### TEXT PROVIDED

::::

Section Head & Senior Scientist, EMBL-EBI, UK

Dr. Rob Finn heads the Genome Assembly and Annotation Section and is the lead of the Microbiome Informatics team at EMBL’s European Bioinformatics Institute (EMBL-EBI). This team produces MGnify, a world leading resource for the functional and taxonomic analysis and archiving of microbiome derived sequence data. In addition to making large numbers of datasets available that have been processed in a systematic way, the resource allows scientists to upload their own data, either privately or publicly, and assemble and analyse their data. Rob joined EMBL-EBI from the Janelia Research Campus in the US, where he led a group that designed fast, web-based, interactive protein-sequence searches and annotations. Between 2001 and 2010, he was the project leader for Pfam at the Wellcome Trust Sanger Institute in the UK. Rob’s academic background is in microbiology and he holds a PhD in biochemistry from Imperial College, London.


Exploring microbial diversity across scales and biomes

Modern DNA sequence technologies have transformed the way that we can measure genomic diversity, with on-going efforts to sequence all eukaryotic genomes, as well as metagenomics projects producing thousands of metagenome assemble genomes (MAGs) from a single study. This deluge is of genomic information is providing new insights into the complexity of different communities and holobionts, the interplay between the different community members and clues to their functional contributions. In this presentation, I will draw on examples of bacteria and phage interplay, surveys of lichen holobionts and large MAG catalogues.

::::

### INSTRUCTIONS TO FOLLOW
How would you put this sentence from the Rob Finn profile into Spanish: "Between 2001 and 2010, he was the project leader for Pfam at the Wellcome Trust Sanger Institute in the UK."? Work only from the Rob Finn profile above.

(Dataset records)
::::

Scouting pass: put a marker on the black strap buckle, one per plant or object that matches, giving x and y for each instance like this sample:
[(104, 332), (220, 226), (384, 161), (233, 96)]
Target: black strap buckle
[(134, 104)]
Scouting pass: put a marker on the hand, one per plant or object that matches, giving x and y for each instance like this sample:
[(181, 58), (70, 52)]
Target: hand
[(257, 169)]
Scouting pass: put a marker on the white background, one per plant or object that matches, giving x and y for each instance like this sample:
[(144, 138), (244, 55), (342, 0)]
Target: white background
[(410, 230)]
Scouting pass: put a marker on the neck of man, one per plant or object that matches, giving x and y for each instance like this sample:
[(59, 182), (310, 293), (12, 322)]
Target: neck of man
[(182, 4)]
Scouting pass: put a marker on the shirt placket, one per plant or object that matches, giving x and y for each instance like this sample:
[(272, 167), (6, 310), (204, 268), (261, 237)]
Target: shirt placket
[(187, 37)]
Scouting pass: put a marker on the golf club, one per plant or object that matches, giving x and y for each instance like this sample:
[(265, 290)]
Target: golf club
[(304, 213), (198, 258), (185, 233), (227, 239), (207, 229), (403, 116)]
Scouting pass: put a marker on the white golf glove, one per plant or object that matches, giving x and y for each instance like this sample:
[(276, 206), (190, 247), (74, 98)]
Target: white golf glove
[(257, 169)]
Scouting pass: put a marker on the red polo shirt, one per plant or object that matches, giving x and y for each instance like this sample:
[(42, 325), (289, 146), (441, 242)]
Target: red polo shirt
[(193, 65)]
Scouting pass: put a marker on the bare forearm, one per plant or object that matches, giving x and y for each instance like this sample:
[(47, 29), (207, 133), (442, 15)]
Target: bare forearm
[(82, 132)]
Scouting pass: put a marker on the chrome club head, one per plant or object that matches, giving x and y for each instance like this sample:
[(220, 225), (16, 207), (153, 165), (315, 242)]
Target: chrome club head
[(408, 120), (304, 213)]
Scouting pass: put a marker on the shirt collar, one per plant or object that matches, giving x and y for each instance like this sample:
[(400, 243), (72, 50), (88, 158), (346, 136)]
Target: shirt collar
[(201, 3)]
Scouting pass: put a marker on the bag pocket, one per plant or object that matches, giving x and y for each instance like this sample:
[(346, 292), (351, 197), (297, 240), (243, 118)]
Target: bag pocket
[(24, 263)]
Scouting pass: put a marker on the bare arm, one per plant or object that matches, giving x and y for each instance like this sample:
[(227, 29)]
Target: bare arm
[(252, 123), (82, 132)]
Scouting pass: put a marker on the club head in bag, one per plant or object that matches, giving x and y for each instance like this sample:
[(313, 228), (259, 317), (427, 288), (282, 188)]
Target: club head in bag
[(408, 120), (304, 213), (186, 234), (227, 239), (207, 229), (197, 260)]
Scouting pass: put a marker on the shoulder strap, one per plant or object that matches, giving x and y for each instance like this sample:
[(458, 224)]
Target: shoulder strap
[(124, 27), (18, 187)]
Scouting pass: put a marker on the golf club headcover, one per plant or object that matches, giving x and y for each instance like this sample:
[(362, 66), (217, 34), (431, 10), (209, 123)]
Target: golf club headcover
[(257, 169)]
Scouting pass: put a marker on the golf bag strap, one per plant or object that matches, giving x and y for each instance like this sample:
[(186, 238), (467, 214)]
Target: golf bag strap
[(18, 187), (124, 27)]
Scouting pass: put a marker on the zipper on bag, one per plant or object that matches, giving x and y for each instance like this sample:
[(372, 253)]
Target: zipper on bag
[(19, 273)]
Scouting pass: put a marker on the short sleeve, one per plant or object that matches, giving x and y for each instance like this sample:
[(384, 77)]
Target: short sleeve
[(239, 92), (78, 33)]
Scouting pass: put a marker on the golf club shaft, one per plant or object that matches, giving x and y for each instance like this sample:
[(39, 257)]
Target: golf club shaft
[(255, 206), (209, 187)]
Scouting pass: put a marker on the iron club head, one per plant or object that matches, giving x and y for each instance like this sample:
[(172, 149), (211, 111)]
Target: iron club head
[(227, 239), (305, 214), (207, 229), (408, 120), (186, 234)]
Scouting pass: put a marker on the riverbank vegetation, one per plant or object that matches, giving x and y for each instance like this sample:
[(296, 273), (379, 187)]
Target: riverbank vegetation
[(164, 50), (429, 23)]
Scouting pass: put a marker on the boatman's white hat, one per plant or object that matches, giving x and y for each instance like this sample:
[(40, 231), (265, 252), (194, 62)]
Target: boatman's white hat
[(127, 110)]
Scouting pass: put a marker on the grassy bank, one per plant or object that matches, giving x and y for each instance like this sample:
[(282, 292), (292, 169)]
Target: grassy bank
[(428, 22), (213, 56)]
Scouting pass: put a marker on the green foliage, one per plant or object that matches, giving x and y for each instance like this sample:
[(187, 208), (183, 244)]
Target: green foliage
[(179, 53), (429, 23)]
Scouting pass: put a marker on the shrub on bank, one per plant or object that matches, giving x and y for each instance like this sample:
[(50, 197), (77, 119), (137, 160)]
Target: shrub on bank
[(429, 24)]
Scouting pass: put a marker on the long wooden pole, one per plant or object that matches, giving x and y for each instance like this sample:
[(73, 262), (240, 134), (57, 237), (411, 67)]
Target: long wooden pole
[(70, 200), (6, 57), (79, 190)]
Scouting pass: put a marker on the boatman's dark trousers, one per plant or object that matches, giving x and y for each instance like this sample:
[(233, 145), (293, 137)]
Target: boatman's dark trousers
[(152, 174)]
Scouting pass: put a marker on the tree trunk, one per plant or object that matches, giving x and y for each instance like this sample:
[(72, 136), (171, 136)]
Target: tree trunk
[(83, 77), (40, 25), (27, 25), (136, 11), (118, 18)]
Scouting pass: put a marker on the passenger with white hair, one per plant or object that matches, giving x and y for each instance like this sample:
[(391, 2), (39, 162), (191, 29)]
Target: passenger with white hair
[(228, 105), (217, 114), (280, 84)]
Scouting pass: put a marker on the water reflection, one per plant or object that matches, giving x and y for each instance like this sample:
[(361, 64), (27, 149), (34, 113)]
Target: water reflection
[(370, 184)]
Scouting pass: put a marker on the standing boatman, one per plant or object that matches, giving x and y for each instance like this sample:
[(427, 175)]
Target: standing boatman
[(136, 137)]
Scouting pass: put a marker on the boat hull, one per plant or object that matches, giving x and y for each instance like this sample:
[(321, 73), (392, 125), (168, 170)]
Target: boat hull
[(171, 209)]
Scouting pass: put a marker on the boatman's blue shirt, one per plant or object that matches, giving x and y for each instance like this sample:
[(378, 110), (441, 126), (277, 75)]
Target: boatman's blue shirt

::::

### OUTPUT
Entre 2001 y 2010, fue el jefe del proyecto Pfam en el Wellcome Trust Sanger Institute del Reino Unido.